◆ **STATED EXERCISE**: Copy the listing word for word, starting with the line that contains "Put one point on each instance of the denim" and going on through the end of the listing.

Source data
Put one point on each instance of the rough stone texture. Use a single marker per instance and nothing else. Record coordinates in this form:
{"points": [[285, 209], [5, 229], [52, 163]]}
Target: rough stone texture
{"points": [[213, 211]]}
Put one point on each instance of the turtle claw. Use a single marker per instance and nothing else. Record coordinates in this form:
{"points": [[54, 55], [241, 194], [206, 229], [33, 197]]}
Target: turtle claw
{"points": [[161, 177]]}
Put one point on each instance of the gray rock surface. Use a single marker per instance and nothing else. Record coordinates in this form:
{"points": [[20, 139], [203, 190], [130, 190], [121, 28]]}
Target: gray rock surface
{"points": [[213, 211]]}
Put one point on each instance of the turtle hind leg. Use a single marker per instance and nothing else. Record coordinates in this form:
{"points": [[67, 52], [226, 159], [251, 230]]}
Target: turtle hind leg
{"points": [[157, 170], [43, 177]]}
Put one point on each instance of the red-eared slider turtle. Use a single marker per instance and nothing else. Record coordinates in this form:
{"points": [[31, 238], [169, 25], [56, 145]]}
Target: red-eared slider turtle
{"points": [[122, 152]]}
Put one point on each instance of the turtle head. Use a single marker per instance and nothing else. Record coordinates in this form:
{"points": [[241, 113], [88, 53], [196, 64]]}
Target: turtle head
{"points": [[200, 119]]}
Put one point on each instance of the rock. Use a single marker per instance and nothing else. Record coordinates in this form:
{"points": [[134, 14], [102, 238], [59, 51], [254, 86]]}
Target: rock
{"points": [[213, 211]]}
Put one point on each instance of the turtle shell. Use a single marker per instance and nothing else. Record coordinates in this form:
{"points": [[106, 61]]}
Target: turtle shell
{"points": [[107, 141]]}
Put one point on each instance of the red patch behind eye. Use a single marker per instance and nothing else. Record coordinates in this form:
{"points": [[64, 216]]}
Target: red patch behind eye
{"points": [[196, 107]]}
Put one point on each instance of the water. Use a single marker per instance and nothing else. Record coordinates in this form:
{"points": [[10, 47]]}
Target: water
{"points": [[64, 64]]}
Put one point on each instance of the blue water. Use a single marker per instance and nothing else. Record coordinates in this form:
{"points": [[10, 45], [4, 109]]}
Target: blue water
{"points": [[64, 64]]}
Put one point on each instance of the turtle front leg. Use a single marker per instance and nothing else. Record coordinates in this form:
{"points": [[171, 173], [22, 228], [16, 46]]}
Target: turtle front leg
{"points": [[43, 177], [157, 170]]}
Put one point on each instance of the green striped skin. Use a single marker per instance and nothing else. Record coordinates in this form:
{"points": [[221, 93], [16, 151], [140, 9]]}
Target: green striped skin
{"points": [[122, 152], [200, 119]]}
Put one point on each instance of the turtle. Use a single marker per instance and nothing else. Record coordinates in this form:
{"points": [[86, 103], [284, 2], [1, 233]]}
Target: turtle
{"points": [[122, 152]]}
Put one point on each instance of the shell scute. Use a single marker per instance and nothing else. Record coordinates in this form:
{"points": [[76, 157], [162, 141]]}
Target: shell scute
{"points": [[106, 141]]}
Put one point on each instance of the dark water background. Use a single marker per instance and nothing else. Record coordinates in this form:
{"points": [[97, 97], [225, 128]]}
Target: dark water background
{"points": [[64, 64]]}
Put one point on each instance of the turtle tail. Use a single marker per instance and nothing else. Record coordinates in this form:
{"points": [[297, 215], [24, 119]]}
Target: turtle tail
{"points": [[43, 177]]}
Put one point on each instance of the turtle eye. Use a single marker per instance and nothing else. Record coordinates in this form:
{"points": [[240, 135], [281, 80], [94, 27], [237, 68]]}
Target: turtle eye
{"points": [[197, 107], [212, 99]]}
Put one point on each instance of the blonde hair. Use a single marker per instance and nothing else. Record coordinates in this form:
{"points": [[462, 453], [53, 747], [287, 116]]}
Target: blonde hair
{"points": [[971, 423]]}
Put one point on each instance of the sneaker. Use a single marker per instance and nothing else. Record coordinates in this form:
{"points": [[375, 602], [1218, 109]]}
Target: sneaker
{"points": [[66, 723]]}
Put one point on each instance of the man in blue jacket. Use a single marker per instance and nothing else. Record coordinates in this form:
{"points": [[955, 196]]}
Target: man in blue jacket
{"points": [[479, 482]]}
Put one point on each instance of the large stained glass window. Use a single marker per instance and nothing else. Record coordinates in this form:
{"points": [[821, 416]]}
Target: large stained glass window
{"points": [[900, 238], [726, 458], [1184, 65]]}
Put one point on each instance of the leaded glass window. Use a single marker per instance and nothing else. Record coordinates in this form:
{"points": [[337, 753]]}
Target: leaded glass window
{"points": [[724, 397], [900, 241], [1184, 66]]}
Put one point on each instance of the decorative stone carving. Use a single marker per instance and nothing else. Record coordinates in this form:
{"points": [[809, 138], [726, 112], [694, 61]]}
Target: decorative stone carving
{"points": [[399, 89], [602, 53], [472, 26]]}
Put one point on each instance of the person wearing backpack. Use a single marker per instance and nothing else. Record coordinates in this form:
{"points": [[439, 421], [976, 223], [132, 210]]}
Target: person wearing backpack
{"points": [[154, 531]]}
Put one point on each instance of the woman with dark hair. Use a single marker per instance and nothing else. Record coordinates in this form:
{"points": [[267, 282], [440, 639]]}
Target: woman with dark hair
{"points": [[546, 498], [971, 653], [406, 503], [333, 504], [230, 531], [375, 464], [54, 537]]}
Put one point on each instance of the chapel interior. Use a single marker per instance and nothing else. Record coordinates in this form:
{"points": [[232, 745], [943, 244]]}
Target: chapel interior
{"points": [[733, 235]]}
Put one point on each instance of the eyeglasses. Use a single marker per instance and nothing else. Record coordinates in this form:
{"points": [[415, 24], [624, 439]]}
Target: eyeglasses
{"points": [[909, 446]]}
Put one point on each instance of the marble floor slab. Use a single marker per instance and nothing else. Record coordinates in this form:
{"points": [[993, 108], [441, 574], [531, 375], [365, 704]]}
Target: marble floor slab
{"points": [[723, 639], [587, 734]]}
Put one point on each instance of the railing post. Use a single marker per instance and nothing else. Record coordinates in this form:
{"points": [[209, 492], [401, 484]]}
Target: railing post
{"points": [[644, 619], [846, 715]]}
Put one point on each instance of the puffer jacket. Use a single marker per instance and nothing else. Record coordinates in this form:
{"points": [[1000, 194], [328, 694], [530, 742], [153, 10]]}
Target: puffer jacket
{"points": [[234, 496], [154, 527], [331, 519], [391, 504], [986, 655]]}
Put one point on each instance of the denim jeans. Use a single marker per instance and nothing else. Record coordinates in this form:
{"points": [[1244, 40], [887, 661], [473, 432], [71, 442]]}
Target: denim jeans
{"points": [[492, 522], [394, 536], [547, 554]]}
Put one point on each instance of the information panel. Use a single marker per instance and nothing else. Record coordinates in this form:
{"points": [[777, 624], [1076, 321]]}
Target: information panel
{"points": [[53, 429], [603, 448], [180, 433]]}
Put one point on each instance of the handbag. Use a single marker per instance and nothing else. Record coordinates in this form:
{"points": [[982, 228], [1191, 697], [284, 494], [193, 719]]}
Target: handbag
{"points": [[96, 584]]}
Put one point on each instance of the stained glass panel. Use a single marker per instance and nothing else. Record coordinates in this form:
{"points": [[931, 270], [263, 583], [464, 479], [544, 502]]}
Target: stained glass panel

◆ **ANSWER TO THE PROBLEM**:
Put one point on each instance of the denim jeans. Use a single marker per instance and nothing else. Record coordinates in this form:
{"points": [[1244, 40], [887, 661], [473, 432], [71, 442]]}
Target: denim jeans
{"points": [[492, 522], [394, 536], [547, 554]]}
Put one point on each instance of the information panel. Use a single marker per instance and nothing else. Record coordinates in this form:
{"points": [[777, 624], [1076, 321]]}
Target: information panel
{"points": [[53, 429], [603, 448], [180, 433]]}
Put one point on each instance of the handbag. Use a single marker per instance and nothing else. Record coordinates in this form:
{"points": [[982, 228], [1191, 697], [284, 494], [193, 719]]}
Target: handbag
{"points": [[96, 584]]}
Put one point on each instance of the stained glass panel. Use a single marker per instance and nothing else. Record coordinates in this form:
{"points": [[931, 270], [263, 583], [464, 479], [544, 502]]}
Target: stained glass panel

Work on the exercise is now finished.